- _Data listing_:
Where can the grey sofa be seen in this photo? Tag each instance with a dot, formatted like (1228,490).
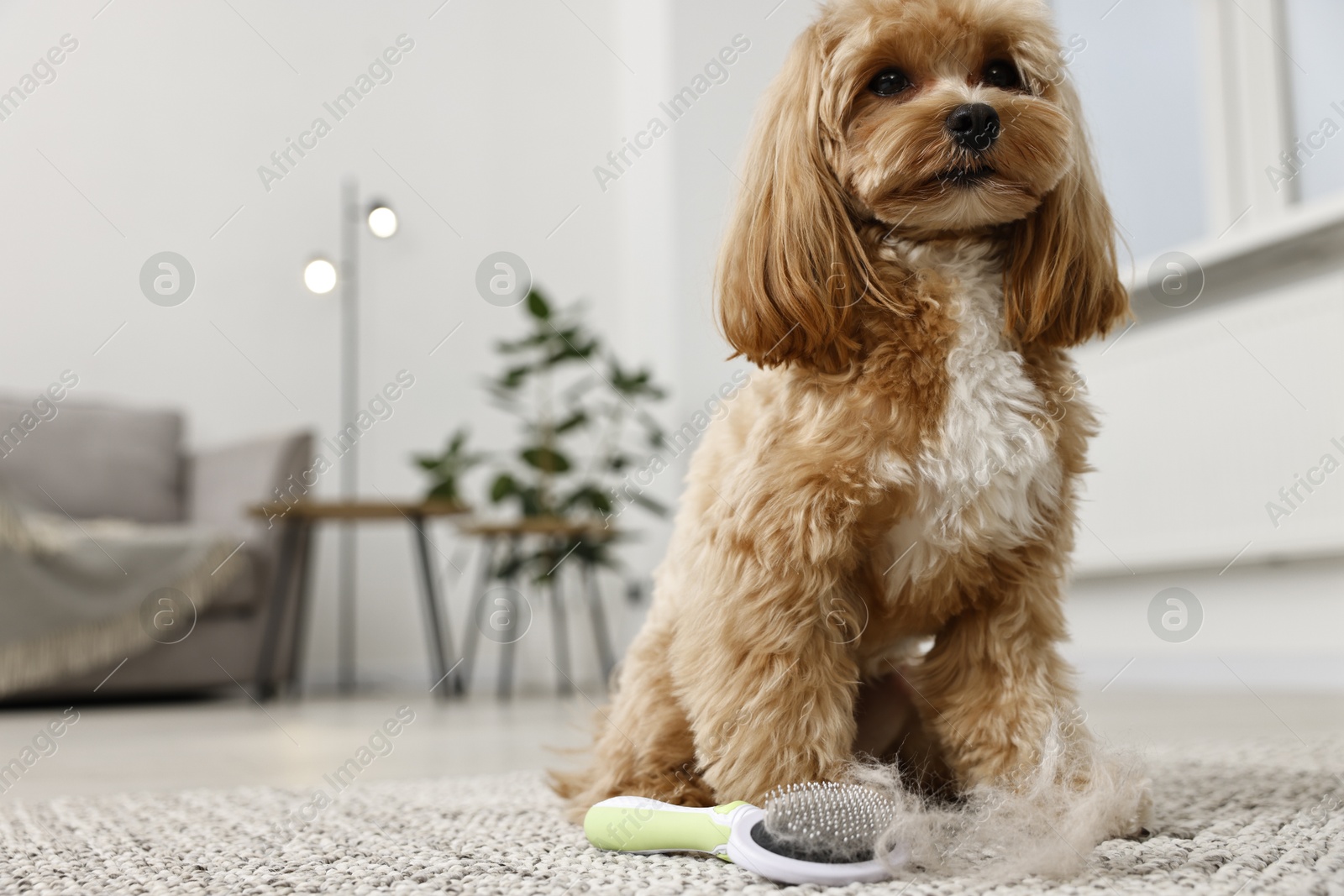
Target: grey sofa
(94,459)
==
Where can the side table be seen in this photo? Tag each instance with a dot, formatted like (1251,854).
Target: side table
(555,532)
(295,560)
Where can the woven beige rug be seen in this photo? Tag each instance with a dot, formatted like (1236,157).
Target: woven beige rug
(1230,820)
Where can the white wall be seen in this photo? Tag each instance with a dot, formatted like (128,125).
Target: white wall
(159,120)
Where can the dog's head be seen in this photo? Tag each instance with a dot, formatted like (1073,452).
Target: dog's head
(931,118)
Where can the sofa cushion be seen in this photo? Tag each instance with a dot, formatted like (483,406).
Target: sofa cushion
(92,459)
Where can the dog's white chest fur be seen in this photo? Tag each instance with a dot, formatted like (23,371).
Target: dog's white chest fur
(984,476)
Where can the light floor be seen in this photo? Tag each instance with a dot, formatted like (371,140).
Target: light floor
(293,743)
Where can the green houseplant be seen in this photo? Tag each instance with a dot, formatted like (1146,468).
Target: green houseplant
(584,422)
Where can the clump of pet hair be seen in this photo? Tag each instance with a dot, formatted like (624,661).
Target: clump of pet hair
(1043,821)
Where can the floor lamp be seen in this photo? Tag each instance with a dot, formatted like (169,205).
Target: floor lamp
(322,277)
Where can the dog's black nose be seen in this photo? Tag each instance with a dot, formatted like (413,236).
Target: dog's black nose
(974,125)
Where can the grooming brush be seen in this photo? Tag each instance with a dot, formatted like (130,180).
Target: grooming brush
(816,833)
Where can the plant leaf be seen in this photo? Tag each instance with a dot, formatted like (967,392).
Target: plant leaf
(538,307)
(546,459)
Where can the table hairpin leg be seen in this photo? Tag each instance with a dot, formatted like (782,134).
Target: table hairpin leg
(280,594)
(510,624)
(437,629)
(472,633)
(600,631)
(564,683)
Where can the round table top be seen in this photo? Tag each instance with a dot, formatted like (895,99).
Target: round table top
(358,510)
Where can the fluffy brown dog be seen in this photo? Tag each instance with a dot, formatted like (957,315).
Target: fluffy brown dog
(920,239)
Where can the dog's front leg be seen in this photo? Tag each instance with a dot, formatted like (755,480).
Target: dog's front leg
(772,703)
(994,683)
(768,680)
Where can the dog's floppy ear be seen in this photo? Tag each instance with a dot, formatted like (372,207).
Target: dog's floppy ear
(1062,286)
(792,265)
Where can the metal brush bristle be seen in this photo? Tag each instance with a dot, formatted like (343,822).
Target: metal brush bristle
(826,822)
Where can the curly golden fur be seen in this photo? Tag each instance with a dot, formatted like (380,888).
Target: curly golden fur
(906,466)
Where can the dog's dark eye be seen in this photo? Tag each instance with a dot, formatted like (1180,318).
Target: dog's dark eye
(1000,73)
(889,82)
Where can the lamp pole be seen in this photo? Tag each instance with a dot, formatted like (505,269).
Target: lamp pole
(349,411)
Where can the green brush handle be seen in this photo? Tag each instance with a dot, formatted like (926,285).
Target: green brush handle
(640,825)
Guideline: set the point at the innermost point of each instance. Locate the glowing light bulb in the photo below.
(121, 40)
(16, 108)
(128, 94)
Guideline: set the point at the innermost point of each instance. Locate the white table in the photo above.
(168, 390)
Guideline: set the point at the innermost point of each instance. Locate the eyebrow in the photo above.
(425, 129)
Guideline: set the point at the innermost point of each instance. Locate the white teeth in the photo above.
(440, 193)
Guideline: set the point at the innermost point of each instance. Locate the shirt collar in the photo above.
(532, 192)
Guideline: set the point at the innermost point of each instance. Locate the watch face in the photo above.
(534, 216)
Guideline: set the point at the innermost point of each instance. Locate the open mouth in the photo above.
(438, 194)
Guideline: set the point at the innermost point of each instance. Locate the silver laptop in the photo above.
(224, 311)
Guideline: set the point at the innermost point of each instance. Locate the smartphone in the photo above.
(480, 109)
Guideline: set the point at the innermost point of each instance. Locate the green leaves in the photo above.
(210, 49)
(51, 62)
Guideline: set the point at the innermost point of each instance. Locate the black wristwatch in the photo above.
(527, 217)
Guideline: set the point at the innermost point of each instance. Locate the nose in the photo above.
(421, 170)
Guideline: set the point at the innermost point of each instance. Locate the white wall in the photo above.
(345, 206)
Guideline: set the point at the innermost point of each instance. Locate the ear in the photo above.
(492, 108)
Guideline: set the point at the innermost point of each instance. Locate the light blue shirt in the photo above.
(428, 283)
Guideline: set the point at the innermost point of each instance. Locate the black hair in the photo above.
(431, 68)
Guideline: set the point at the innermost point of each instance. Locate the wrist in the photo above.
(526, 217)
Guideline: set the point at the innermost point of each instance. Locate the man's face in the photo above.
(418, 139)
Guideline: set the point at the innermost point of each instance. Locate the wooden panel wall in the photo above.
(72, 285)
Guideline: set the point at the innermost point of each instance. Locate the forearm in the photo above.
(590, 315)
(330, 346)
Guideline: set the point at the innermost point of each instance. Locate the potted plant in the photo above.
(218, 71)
...
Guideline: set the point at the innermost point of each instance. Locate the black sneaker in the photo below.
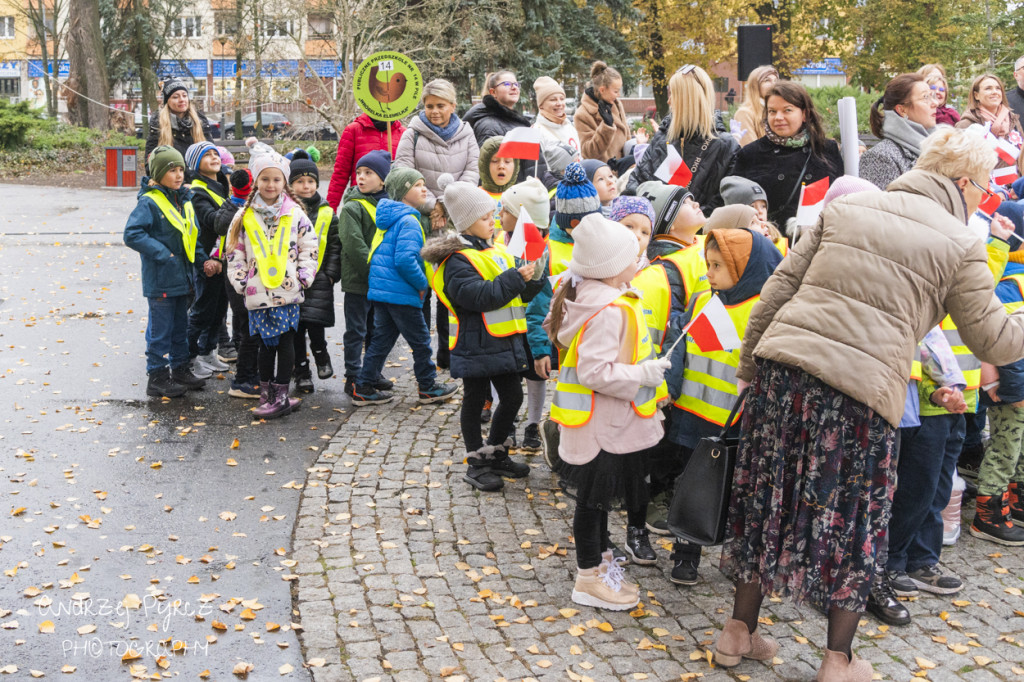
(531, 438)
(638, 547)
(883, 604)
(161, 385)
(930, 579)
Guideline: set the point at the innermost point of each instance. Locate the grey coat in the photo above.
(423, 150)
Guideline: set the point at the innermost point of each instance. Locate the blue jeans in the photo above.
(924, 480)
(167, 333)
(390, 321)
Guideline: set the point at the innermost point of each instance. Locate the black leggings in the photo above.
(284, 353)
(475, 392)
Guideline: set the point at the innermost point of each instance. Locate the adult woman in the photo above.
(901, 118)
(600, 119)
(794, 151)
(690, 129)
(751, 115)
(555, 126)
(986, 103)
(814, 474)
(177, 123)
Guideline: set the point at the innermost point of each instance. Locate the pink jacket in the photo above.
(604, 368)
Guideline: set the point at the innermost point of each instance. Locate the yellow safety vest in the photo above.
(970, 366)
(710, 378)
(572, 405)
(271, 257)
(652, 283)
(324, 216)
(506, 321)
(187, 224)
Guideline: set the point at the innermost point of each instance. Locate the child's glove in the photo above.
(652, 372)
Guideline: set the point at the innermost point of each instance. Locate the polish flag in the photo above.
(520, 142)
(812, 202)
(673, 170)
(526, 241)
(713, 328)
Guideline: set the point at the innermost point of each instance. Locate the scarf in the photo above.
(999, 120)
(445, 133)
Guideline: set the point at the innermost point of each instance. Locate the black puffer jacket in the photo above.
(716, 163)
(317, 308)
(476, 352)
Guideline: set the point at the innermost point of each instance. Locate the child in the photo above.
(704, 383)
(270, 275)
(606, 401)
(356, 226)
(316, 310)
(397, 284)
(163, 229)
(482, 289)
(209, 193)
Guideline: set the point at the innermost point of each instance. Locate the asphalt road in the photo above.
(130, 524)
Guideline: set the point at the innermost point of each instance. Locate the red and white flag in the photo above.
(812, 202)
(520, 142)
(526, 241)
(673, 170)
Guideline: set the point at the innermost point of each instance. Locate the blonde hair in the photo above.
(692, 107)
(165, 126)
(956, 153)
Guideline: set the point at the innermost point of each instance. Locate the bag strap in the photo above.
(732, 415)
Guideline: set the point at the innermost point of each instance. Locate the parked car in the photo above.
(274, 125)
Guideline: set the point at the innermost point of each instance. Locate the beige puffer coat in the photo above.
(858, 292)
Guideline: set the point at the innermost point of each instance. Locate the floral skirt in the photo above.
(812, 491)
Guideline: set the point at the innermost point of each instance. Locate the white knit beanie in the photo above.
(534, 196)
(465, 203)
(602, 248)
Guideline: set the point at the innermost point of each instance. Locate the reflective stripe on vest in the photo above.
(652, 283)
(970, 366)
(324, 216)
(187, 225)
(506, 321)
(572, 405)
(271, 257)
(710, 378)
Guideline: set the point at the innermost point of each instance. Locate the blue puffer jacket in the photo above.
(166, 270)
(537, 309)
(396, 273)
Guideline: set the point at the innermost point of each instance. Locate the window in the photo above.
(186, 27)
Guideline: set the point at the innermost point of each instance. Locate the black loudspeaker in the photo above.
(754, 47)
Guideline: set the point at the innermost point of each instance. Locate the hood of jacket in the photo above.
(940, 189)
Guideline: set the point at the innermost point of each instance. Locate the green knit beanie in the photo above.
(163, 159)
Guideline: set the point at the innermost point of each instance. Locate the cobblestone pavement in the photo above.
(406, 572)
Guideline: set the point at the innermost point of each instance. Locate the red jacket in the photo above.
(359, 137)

- _Your task_:
Filter the records above down to the lines that contain the string "floppy", and copy each of those lines in full.

- _Finished answer_:
Where can the dog's floppy ear be seen in this photo? Tag each instance with a dot, formatted like (372,207).
Target: dog's floppy ear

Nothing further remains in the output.